_What is required_:
Format all the rows below as a single numbered list with one line per item, and leave out any blank lines.

_Supplied entries_:
⟨
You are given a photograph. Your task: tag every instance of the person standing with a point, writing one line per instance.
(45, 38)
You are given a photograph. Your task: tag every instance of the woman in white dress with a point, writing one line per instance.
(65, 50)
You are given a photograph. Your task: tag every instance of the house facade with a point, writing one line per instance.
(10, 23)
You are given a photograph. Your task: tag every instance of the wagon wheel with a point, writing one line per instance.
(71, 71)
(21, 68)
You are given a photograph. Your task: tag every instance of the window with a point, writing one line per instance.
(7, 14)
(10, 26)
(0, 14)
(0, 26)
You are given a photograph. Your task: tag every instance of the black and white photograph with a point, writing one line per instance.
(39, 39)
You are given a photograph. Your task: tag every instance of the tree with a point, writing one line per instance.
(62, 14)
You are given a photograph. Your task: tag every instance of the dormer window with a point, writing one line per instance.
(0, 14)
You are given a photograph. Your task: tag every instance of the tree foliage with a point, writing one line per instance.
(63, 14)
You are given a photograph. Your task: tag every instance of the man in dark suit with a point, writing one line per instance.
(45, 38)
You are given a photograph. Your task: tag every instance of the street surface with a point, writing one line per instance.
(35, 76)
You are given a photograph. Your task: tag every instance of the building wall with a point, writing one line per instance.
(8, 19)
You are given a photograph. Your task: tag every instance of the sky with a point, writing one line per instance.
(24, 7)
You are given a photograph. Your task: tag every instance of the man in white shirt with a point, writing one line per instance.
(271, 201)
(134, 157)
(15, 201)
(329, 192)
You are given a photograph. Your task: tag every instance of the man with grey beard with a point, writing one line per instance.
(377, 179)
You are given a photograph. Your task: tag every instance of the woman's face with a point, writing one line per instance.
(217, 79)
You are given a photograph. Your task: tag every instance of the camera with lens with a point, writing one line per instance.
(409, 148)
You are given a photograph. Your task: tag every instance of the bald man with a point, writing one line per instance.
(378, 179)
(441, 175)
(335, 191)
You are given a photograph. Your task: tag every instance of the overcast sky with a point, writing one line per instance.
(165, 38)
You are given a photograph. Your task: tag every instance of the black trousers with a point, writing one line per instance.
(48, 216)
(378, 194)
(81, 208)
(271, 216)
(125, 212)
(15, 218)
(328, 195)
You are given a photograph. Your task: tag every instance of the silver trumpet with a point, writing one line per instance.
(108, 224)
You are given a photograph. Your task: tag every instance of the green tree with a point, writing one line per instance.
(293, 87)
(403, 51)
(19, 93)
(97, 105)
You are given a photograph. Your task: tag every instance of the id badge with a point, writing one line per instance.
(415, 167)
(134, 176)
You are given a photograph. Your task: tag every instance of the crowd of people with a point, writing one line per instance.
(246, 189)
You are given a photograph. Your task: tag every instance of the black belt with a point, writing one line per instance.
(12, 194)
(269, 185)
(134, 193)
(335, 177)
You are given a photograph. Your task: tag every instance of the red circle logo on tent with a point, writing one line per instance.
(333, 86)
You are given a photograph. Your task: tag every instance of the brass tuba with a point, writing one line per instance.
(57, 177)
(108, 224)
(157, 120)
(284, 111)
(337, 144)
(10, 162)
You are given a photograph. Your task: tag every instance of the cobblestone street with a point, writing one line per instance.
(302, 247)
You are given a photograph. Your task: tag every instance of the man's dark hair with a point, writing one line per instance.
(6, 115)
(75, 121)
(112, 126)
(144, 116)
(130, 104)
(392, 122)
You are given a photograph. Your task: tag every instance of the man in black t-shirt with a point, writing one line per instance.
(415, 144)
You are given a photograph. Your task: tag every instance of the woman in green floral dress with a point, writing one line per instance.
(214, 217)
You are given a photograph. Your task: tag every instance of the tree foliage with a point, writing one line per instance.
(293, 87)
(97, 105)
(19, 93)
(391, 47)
⟩
_Solution for this problem_:
1. You are given a photograph. Your task: tag every instance of the person standing with a point, writing one line per instance.
2. (45, 38)
3. You are given a photograph. Your task: tag every instance of the woman in white dress with a point, writing one line per instance.
4. (65, 50)
5. You are given a photograph. Your task: tag every instance of the house facade with a point, writing one line per instance.
6. (10, 23)
7. You are given a photograph. Your task: tag every instance of the wagon wheel with a point, writing one line per instance.
8. (71, 71)
9. (21, 68)
10. You are given a photograph. Your task: tag every instance of the window with a point, writing one line per instance.
11. (7, 14)
12. (10, 26)
13. (0, 14)
14. (0, 26)
15. You are given a photograph. Your task: tag every instance of the black and white photograph with a point, writing one line per instance.
16. (39, 39)
17. You are given a photograph. Your task: tag every instance of the tree with a point, writing one line per instance.
18. (62, 14)
19. You are given a photograph. Your task: tag every instance of the dormer window with a point, writing one line per instance.
20. (0, 14)
21. You are given a photograph. Your task: tag every instance of the tree foliage with a point, writing one line per instance.
22. (63, 14)
23. You are given a photograph. Your task: tag every instance of the man in dark suit with a point, writing one line per instance.
24. (45, 38)
25. You are given a photograph. Your task: tag every instance of the street surface with a point, writing one line per instance.
26. (35, 76)
27. You are given a photograph. Your task: tag every instance of the building wall with a point, writing one line per instance.
28. (8, 19)
29. You are given a photograph. Your task: tag every instance of the sky with a point, writing one line per instance.
30. (24, 7)
31. You are given a photograph. Your task: tag every instance of the man in white shirt with a point, writing one line per instance.
32. (271, 201)
33. (134, 157)
34. (15, 201)
35. (329, 192)
36. You are given a photograph. Your task: tag every instance of the man with grey beard with a point, writing one line per instance.
37. (377, 179)
38. You are given a photograph. Your task: tag every instance of the woman's face with a point, writing one line per instance.
39. (217, 79)
40. You are given a photograph. Your task: tag every instance of the camera with lens with a point, writing one line per instance.
41. (409, 148)
42. You are given a photograph. Your task: tag every instance of the bald man with a point, writing one line per instance.
43. (378, 179)
44. (441, 175)
45. (335, 191)
46. You are given a photograph. Your task: tag every instance of the overcast sky with a point, writing one line per instance.
47. (165, 38)
48. You are given a photograph. Your task: tag every instance of the black trousers with a point, writing one line per instance.
49. (48, 216)
50. (378, 194)
51. (81, 208)
52. (271, 216)
53. (125, 212)
54. (15, 218)
55. (328, 195)
56. You are given a photograph. Your task: tag every instance of the silver trumpet with a point, writing one line per instance.
57. (108, 224)
58. You are given a photograph. Your task: tag every instance of the green tree with a point, writing one line per instance.
59. (293, 87)
60. (403, 51)
61. (19, 93)
62. (97, 105)
63. You are given a photograph. Your task: tag every instance of the id badge with a point, writing one line per instance.
64. (415, 167)
65. (134, 176)
66. You are given a photograph. Your task: tag every instance of the crowd of people with a point, writing one line per instance.
67. (246, 189)
68. You are given a photograph. Your task: tag every instance of the black belt with a point, writing one line per instance.
69. (12, 194)
70. (269, 185)
71. (134, 193)
72. (335, 177)
73. You are given a photograph. Your task: tag every instance of the red circle logo on tent with a point, writing one line per instance.
74. (333, 86)
75. You are given a photograph. Your task: tag every instance of the brass tuba with a point, writing one line per instance.
76. (57, 177)
77. (108, 224)
78. (157, 120)
79. (284, 111)
80. (337, 144)
81. (10, 162)
82. You are given a photograph. Your task: tag every instance of the cobblestone street with a point, writing one line per instance.
83. (302, 247)
84. You are given a photograph. Your task: tag every instance of the man's dark hair with a point, writing one line per instance.
85. (6, 115)
86. (75, 121)
87. (112, 126)
88. (144, 116)
89. (130, 104)
90. (392, 122)
91. You are given a photograph. Your task: tag every instance of the man in black t-shirt with a point, writing one line per instance.
92. (415, 144)
93. You are given a photograph. Your task: tag every instance of the woman in green floral dress with a point, writing one line per instance.
94. (214, 217)
95. You are given a photograph. Your task: tag every instance of the tree foliage with a point, writing one line per instance.
96. (293, 87)
97. (97, 105)
98. (19, 93)
99. (391, 47)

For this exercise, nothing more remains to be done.